## Begin Text passage

So the July 13 gathering at the Law Enforcement Training Academy was meant to decide the matter during a mass meeting. Hundreds of people showed up to vote.
They didn’t need to be Republicans, per se, but registered voters aligned with party values. That last bit is tough to check, Mapes noted during a conversation with Notebook before the voting started.
“I’m going to enjoy my personal time,” she added before the voting started.
For now, Mapes remains the chair.
Problems arose that ultimately led to the votes being tossed out, which has led to frustration and uncertainty about when, exactly, a new vote can take place.
Online, there are some theories Notebook cannot verify.
But here’s how it went, according to observations of the early going, interviews after the fact and statements released by the party and some local elected officials.
The party purchased a list of registered voters from the state. The list, after being printed out by an unnamed print shop, was used during voting to check those eligible to weigh in. Except the list, at least in its printed form, was incomplete. It became clear that a number of people, including some elected officials and many longtime Virginia Beach voters, simply were not on the list.

## End Text passage

▶ Work instructions:
1 - In the article, do these statements agree with it? (a) People voting at the meeting had to be registered Republicans. (b) Mapes is still the chair for now. (c) The party got its list of registered voters from the state. Answer each with yes or no and quote the words that decide it.
2 - Repeat the part of the article that opens with the words containing "So the July" and closes with "Notebook cannot verify.".
Work only from the article.

## Begin Excerpted data

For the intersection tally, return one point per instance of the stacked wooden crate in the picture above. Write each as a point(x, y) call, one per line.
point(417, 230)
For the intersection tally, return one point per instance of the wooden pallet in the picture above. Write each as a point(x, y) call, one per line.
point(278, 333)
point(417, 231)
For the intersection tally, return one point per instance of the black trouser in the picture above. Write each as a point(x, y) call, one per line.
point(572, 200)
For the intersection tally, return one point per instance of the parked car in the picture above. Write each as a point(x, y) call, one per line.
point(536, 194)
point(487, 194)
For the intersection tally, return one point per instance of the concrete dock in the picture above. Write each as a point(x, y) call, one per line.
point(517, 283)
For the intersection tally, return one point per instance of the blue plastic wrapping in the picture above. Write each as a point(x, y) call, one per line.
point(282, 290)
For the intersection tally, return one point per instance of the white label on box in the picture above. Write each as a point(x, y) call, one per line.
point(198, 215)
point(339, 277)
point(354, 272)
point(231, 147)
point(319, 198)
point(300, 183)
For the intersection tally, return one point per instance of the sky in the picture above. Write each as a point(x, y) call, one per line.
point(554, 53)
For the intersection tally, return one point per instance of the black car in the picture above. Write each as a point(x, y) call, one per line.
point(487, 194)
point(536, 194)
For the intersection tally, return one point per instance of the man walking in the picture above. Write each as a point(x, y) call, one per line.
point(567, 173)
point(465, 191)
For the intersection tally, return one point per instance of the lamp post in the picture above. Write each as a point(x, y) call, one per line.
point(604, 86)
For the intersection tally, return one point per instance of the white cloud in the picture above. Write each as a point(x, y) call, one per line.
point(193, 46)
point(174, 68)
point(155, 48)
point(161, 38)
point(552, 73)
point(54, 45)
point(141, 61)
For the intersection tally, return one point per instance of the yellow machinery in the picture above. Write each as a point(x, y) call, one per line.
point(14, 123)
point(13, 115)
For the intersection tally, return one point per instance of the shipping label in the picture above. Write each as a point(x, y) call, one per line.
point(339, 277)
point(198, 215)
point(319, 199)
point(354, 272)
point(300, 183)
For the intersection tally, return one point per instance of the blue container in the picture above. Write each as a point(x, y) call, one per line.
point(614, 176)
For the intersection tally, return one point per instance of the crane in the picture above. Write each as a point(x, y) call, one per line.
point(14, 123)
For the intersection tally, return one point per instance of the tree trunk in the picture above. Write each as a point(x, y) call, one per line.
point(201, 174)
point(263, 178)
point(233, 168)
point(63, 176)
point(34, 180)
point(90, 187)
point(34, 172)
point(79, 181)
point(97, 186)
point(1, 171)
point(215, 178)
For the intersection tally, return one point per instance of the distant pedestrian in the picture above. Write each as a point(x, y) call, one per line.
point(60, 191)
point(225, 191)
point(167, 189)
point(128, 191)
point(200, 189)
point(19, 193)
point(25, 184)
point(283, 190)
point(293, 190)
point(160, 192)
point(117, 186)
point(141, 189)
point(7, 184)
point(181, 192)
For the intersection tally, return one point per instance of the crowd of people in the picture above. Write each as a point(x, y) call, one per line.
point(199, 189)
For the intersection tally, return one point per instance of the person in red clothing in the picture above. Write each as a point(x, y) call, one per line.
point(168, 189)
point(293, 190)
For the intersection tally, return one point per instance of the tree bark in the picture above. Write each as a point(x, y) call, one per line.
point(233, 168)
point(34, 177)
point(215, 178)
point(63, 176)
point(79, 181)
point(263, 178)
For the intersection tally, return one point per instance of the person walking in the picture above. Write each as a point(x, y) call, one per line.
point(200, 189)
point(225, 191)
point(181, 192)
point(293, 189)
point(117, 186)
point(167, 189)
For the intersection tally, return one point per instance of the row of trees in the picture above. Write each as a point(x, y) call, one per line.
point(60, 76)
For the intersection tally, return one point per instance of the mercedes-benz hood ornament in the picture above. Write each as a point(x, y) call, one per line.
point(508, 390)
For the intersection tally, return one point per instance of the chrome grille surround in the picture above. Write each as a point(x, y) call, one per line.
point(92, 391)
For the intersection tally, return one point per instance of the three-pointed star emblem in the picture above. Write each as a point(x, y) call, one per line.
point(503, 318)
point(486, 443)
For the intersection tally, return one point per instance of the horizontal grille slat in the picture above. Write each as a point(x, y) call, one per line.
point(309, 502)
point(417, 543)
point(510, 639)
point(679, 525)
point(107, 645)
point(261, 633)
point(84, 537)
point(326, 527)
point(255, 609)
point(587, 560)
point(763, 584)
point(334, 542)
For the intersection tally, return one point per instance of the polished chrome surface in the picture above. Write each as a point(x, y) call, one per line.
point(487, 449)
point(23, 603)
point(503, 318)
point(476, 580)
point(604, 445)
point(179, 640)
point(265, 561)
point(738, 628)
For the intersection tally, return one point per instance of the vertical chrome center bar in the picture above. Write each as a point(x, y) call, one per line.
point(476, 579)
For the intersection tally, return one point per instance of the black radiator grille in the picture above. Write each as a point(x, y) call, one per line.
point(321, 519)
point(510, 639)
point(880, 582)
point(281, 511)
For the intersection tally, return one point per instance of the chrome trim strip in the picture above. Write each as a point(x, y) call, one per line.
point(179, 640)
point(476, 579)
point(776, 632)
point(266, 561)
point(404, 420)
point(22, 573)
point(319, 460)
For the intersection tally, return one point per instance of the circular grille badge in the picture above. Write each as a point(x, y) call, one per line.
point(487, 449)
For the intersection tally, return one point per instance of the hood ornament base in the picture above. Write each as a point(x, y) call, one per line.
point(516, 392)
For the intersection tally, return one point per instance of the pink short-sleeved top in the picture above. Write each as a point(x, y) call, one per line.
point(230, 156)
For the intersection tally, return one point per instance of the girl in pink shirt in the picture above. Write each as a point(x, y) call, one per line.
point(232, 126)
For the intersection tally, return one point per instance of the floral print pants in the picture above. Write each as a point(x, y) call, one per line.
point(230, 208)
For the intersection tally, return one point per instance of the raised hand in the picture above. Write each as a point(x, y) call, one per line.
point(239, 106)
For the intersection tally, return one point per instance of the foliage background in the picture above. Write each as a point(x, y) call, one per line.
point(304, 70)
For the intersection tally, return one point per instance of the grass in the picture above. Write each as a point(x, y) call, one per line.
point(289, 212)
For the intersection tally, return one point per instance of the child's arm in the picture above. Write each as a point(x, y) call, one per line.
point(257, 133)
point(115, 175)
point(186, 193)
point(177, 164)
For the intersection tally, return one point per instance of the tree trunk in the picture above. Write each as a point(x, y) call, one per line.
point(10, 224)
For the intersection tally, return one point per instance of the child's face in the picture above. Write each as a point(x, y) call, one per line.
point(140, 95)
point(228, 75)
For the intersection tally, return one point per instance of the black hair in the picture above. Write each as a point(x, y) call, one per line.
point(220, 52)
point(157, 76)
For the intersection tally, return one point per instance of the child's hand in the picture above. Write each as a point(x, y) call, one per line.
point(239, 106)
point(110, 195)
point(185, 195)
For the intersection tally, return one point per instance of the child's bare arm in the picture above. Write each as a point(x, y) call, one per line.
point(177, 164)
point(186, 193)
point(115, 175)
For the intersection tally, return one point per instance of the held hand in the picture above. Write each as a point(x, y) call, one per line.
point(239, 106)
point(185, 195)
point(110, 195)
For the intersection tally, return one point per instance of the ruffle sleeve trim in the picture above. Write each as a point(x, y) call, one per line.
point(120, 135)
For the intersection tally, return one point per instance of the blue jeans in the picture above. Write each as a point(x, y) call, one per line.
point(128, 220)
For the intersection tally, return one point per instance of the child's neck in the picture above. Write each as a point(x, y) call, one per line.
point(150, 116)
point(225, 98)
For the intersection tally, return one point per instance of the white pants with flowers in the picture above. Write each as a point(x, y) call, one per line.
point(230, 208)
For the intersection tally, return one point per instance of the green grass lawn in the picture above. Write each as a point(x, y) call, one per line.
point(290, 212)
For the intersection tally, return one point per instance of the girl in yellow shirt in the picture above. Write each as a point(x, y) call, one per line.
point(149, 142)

## End Excerpted data

▶ Problem solutions:
1 -
(a) No: "They didn’t need to be Republicans, per se, but registered voters aligned with party values."
(b) Yes: "For now, Mapes remains the chair."
(c) Yes: "The party purchased a list of registered voters from the state."

2 -
So the July 13 gathering at the Law Enforcement Training Academy was meant to decide the matter during a mass meeting. Hundreds of people showed up to vote.
They didn’t need to be Republicans, per se, but registered voters aligned with party values. That last bit is tough to check, Mapes noted during a conversation with Notebook before the voting started.
“I’m going to enjoy my personal time,” she added before the voting started.
For now, Mapes remains the chair.
Problems arose that ultimately led to the votes being tossed out, which has led to frustration and uncertainty about when, exactly, a new vote can take place.
Online, there are some theories Notebook cannot verify.